• Point labeling data based on photos:
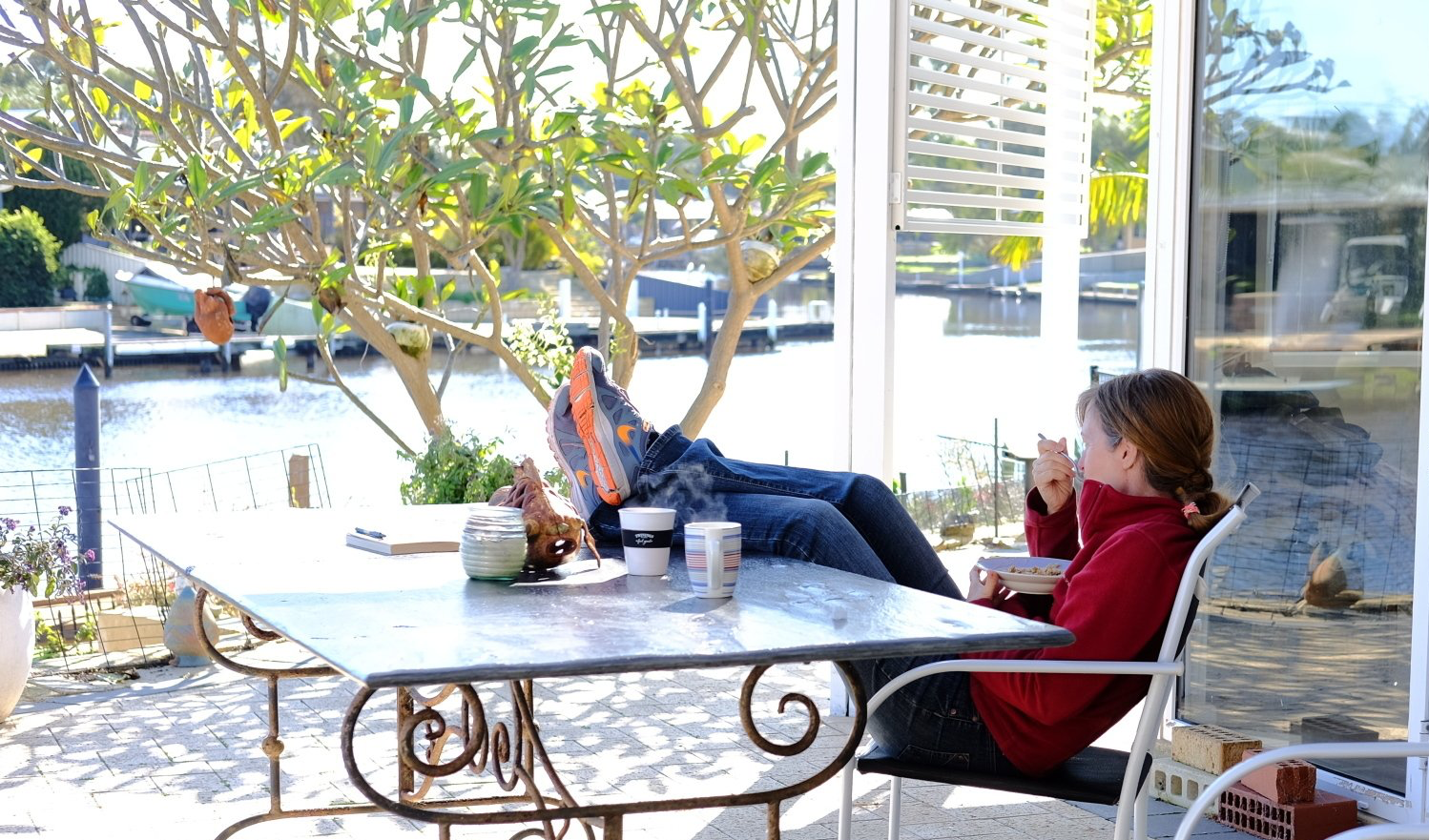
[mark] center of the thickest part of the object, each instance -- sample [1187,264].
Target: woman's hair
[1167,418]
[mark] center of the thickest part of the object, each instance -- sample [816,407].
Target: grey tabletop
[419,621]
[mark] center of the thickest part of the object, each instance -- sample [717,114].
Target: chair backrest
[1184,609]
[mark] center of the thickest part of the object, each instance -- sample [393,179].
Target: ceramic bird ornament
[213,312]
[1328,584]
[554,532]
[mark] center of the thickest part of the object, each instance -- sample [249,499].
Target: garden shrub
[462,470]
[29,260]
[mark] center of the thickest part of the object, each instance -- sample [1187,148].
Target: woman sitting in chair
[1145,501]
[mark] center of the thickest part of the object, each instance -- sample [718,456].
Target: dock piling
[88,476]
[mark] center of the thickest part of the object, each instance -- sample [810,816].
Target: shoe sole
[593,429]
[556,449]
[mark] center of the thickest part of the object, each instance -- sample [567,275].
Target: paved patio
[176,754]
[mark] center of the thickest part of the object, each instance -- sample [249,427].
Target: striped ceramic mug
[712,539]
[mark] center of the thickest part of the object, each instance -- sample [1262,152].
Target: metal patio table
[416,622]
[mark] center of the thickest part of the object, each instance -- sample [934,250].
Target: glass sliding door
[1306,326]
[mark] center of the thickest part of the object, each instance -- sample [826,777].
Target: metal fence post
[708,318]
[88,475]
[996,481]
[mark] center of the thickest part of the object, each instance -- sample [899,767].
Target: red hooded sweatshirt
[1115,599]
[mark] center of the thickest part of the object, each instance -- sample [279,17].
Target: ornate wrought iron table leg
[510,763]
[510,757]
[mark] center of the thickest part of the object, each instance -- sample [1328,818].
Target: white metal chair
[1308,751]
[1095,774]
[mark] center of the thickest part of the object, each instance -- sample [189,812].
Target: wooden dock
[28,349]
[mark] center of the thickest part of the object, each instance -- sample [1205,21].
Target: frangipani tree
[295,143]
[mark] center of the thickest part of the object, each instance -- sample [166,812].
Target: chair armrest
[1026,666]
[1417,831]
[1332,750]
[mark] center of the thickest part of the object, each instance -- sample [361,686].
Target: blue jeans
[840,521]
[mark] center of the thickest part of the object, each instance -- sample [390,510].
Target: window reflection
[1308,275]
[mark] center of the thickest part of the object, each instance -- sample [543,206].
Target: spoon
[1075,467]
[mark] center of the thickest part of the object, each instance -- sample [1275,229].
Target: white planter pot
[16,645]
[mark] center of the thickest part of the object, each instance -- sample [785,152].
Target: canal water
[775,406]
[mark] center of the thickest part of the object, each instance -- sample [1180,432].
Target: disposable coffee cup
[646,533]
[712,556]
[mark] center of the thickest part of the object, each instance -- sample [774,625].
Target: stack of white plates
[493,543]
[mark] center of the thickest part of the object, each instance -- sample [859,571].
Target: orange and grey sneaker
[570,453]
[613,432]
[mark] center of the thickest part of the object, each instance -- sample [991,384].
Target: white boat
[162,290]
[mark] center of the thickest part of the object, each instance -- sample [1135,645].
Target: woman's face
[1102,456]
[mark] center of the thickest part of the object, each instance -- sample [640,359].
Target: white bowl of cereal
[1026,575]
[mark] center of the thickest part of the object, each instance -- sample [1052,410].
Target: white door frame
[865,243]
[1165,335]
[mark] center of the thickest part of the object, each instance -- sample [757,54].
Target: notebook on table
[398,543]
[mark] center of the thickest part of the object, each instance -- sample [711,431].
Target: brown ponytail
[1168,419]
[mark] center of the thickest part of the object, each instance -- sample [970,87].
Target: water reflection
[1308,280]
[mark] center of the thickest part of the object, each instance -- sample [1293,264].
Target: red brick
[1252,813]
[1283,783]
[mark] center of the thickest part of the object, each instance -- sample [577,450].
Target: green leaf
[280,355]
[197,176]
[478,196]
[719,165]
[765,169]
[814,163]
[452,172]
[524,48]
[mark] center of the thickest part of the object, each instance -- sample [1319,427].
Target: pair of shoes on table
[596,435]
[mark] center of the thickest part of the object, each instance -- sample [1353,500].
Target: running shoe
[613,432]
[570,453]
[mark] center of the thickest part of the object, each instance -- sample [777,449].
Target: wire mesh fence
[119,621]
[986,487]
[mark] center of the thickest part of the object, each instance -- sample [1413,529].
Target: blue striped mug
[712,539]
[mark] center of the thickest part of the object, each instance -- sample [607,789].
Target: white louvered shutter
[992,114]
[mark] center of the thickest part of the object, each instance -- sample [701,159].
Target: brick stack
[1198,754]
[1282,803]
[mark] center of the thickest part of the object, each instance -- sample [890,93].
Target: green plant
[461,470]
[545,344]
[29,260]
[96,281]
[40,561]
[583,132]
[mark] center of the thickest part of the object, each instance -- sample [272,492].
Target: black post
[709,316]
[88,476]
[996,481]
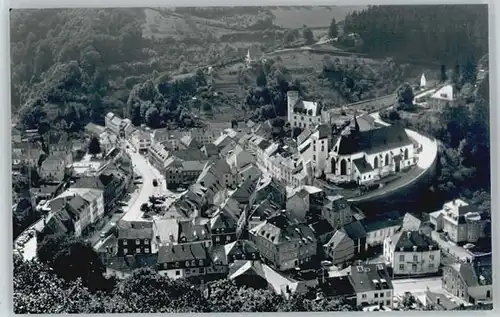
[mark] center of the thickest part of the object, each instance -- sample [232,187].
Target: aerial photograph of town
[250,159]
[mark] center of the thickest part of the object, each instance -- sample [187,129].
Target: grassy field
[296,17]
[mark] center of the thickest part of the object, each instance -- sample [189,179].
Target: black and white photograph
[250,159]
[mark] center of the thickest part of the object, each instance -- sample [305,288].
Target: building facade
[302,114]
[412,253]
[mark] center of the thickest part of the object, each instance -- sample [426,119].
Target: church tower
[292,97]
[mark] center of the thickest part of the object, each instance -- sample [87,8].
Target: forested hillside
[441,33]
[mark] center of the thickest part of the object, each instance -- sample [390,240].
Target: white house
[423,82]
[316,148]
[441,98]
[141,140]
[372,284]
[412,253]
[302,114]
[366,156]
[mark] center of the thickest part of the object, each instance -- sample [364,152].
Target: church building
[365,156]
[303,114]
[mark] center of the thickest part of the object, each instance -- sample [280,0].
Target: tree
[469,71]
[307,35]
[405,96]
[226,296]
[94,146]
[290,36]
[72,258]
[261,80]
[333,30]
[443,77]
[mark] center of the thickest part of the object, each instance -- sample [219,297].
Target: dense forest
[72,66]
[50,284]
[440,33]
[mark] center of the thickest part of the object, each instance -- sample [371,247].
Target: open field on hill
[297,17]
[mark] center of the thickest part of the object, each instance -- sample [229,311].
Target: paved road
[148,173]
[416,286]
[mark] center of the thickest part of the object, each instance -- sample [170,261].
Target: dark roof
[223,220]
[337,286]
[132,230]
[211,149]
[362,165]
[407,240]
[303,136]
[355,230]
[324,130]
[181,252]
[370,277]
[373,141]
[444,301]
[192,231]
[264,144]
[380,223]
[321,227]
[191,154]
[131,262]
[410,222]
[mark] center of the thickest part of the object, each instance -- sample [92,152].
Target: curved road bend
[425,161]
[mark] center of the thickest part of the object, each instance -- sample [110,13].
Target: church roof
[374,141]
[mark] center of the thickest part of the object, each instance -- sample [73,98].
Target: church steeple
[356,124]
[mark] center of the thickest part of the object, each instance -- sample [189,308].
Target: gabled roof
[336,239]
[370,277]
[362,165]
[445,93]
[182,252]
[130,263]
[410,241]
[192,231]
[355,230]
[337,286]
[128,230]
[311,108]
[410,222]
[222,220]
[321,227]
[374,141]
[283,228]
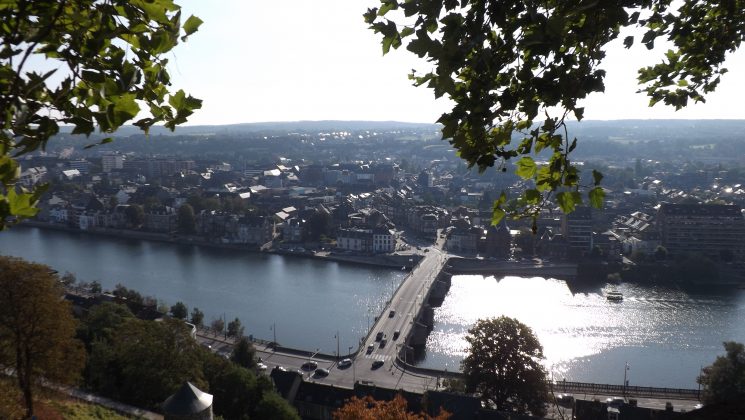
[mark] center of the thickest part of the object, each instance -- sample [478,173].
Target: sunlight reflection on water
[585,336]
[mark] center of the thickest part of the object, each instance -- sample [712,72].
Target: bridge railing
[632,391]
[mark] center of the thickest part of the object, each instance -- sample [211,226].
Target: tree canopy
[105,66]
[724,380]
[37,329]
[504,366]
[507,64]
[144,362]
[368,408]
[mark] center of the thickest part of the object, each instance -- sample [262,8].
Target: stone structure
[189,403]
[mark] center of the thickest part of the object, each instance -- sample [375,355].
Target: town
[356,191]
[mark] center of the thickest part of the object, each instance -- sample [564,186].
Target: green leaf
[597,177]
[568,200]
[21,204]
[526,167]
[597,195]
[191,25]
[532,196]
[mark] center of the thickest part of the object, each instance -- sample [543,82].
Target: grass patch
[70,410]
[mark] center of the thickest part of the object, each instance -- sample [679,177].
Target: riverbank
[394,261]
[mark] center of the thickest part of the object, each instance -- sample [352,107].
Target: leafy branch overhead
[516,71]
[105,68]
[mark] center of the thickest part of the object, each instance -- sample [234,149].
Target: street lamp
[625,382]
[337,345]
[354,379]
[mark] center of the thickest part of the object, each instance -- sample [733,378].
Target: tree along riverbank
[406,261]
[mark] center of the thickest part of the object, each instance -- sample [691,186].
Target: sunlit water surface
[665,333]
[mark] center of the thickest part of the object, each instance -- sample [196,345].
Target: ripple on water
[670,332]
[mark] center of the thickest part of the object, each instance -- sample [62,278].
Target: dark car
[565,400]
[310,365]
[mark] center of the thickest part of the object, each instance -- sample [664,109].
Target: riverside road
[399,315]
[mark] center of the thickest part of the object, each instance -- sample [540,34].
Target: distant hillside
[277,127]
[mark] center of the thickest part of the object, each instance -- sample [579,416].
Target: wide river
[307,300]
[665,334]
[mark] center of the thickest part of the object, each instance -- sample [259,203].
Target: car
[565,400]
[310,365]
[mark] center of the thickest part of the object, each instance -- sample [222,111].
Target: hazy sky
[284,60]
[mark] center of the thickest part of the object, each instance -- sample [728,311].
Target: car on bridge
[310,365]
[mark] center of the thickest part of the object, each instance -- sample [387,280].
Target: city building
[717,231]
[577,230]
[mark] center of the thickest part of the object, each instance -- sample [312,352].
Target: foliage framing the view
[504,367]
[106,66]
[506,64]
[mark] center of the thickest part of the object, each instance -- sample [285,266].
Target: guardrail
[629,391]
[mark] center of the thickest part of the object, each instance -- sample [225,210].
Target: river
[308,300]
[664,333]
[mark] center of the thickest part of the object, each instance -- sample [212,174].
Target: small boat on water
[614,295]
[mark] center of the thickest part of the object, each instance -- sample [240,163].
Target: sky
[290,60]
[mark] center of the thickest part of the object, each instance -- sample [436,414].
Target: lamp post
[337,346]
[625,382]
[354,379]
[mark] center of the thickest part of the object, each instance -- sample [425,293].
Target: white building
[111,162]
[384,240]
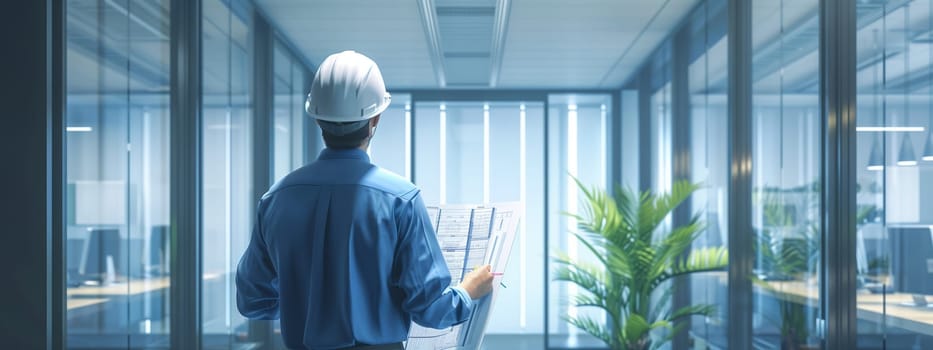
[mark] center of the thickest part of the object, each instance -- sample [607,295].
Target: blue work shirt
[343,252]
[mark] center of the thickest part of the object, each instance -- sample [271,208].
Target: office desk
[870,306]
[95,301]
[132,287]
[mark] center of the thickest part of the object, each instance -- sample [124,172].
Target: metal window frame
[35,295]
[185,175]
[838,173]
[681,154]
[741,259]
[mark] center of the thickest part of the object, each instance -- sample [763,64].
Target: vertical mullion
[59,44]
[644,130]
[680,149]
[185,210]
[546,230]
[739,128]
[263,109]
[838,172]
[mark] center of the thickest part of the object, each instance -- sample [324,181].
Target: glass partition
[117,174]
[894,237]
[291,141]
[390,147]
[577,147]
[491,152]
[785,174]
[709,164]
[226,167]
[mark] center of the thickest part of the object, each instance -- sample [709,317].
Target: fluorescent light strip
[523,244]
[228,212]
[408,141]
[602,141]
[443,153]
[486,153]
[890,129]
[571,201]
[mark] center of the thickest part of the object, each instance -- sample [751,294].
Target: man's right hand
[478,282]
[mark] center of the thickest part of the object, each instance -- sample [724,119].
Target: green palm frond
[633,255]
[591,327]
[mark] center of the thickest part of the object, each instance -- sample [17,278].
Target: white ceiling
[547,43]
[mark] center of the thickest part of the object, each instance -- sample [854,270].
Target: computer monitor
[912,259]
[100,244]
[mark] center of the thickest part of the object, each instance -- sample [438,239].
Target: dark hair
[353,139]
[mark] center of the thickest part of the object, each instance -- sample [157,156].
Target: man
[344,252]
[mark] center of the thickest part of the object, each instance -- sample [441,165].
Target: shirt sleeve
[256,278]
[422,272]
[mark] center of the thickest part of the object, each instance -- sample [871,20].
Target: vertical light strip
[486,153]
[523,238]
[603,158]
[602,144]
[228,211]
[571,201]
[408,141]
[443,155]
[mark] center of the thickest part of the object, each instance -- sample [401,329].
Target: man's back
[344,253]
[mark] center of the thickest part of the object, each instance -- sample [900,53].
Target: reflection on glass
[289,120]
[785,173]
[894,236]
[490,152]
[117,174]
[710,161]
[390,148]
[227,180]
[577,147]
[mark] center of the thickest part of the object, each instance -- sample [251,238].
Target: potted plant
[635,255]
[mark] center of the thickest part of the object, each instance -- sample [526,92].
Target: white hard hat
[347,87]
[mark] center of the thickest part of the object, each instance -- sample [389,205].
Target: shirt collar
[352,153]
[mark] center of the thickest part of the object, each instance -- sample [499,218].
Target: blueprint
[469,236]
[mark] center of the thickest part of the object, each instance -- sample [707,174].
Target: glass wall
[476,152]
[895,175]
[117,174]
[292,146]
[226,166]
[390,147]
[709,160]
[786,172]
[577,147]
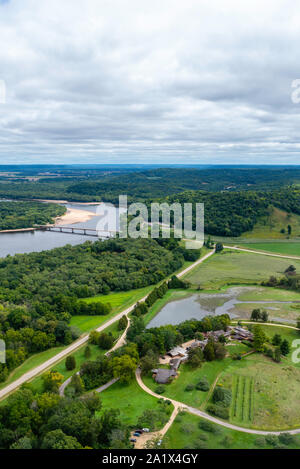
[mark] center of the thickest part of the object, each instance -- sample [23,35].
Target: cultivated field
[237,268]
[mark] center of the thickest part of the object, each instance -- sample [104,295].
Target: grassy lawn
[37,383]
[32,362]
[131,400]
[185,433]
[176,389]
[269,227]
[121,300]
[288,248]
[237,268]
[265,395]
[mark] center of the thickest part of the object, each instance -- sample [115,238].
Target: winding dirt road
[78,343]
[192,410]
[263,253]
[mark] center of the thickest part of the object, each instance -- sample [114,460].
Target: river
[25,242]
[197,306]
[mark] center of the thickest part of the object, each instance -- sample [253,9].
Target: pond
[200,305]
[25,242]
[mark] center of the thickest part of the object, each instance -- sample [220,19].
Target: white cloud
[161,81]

• YOUR GOAL: Rescale the records from the line containing "-- sample [220,19]." through the end of the records, repeating every line, requests included. Multiply each coordinate in the answers by 0.65 and round it to a whole number, with halves rounded up, but leave the numbers in the requests and their sample coordinates unchanged.

• TASK RESULT:
[mark] center of the thickest part of the object, each instance -- sample [220,19].
Target: white cloud
[105,53]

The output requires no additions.